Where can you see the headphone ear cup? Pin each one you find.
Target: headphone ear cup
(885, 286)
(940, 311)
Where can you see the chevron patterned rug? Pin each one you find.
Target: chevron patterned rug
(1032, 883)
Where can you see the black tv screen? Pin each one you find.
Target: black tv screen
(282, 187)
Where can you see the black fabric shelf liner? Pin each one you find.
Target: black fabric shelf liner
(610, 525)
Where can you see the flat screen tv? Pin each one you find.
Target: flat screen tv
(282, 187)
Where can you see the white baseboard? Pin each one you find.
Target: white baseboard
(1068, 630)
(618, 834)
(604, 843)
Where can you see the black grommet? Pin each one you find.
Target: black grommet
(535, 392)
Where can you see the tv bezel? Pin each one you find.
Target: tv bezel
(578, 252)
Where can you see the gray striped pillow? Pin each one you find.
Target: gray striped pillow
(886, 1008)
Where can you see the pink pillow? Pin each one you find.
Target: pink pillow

• [TASK OBJECTIVE] Give back exactly the lines from the one with "Where can you see the black grommet?" through the final line of the material, both ends included, and no others.

• [EXERCISE ANSWER]
Where can you see the black grommet? Pin each one you find.
Target: black grommet
(535, 392)
Where can you see the tv bezel? Pin each one you find.
Target: tv bezel
(578, 252)
Where can you see the gray striped pillow? Pin each one you find.
Target: gray striped pillow
(886, 1008)
Where can you see the pink pillow? Pin each one you find.
Target: pink pillow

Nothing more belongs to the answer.